In ogni epoca, per quanto c’è dato di conoscere a partire dall’età carolingia, nel mondo della liturgia la musica, ma non solo essa, ha trovato continuamente un fecondo equilibrio tra il patrimonio che le veniva consegnato con rispetto e riverenza dal passato e le istanze contemporanee. In ogni Chiesa locale la vita concreta della comunità suggeriva a poeti e musici nuove espressioni capaci di cantare la fede nel presente. Un equilibrio estremamente fecondo perché, mentre preparava il cuore all’ascolto della Parola, dischiudeva la mente a prospettive nuove, metteva la persona mistica della Chiesa in grado di varcare la soglia del futuro. Passato, presente e futuro sono i tre poli che da sempre autenticano il linguaggio musicale e poetico nella celebrazione. Omettere o limitare anche una sola di queste tre istanze significa costruire sul vuoto: chi si abbarbica al passato chiudendosi ai presente è un archeologo nostalgico senza speranza che non crede nel presente perché fondamentalmente non ha fiducia in se stesso. Non ha il coraggio del rischio, è convinto di sopravvivere scimmiottando il passato, come se l’esperienza dei nostri predecessori valesse automaticamente per noi, oggi, qui. Ogni esperienza è positiva soltanto a condizione che sia vissuta in prima persona. Il passato senza presente è un sogno fantastico. Confortante forse, ma è un sogno alienante che trascina fuori della realtà chi si illude di poter edificare il presente amputando il passato, di solito brutalmente con vera foga iconoclasta, è come chi volesse costruire un edificio senza fondamenta. L’immagine è eloquente, ma purtroppo in campo musicale, e prima ancora, nel solco della tradizione liturgica, spesso si è verificata. In parte tale atteggiamento è dovuto semplicemente all’ignoranza delle cose, in parte perché si intuisce che quanto si vuole costruire nel presente non regge il paragone con il passato. Non sono certamente d’oro tutto il canto gregoriano e tutta la polifonia classica; ma di fronte ad autentiche opere d’arte balza agli occhi in modo inequivocabile la miseria di tanta produzione musicale odierna destinata alla liturgia perché in altre sedi non avrebbe accoglienza. È questo anche il frutto di una moda banale che richiama una lapidaria sentenza del cardinal Suenens: “Chi sposa la moda oggi, domani è vedovo”.[Strano, detto da un progressista!] Ciò spiega la sterilità di tante sperimentazioni odierne condannate a non aver futuro.

--*--

Compito assegnato 1:
Rispondi a queste domande sul brano dedicato alla musica liturgica:
(a) Quali sono i tre poli che da sempre autenticano il linguaggio musicale e poetico nella celebrazione?
(b) A chi viene paragonato chi si abbarbica al passato?
(c) Quale sentenza del cardinal Suenens viene citata?
Il testo e i record non hanno alcun legame tra loro.

Dati di partenza:

--*--

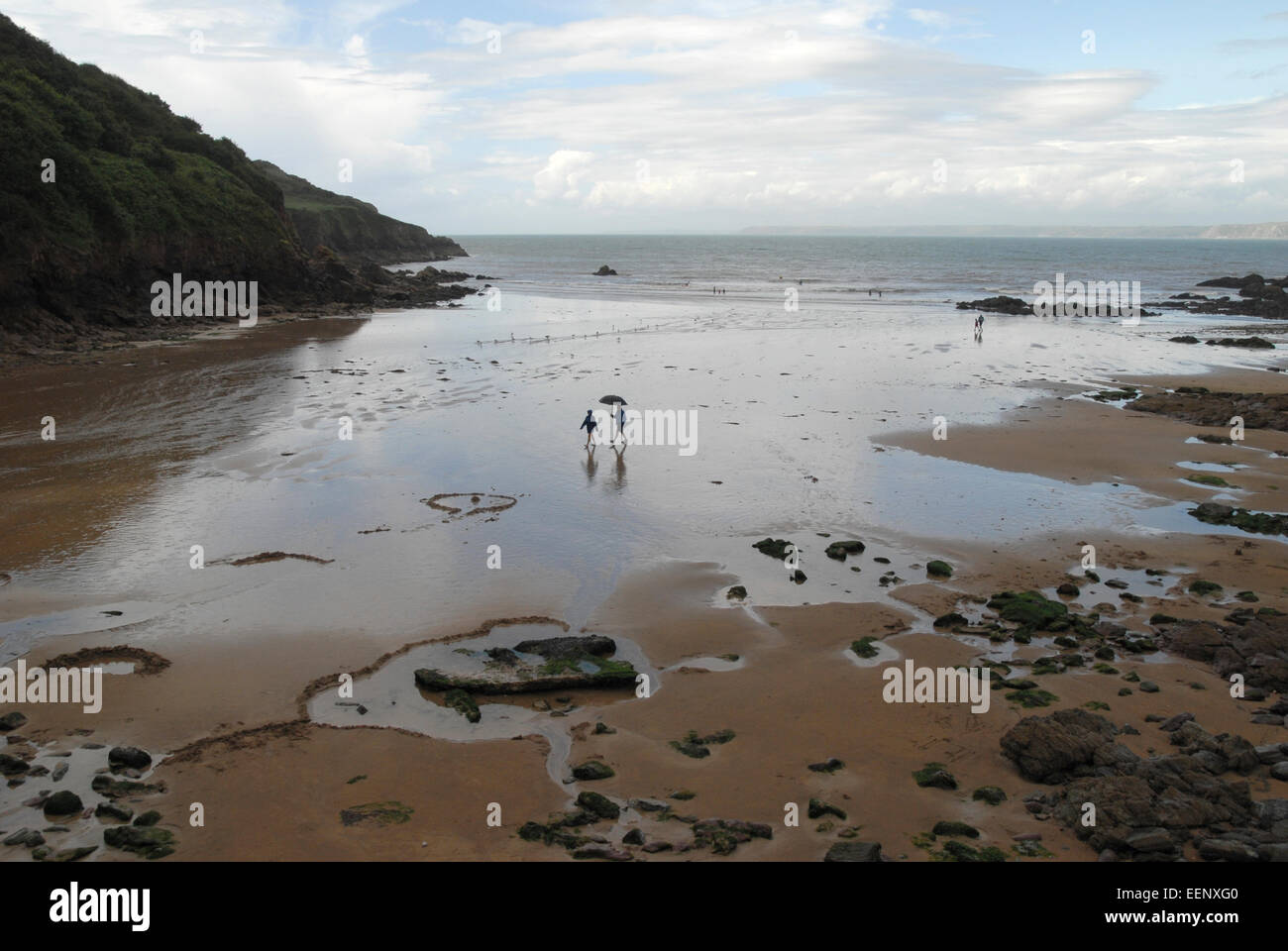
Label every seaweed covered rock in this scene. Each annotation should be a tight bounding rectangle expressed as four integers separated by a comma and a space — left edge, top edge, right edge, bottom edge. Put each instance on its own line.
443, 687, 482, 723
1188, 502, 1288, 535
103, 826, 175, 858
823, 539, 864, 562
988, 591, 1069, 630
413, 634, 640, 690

--*--

Compito assegnato 2:
Trasforma tutti i record con le immagini e le richieste di etichettatura in una tabella Markdown a due colonne, «N.» per il numero progressivo e «Riga» per il contenuto, saltando le righe vuote. Lascia fuori le immagini.

Risposta completa 1:
(a) Passato, presente e futuro.
(b) A un archeologo nostalgico senza speranza.
(c) "Chi sposa la moda oggi, domani è vedovo".

Risposta completa 2:
| N. | Riga |
|---|---|
| 1 | Label every seaweed covered rock in this scene. Each annotation should be a tight bounding rectangle expressed as four integers separated by a comma and a space — left edge, top edge, right edge, bottom edge. Put each instance on its own line. |
| 2 | 443, 687, 482, 723 |
| 3 | 1188, 502, 1288, 535 |
| 4 | 103, 826, 175, 858 |
| 5 | 823, 539, 864, 562 |
| 6 | 988, 591, 1069, 630 |
| 7 | 413, 634, 640, 690 |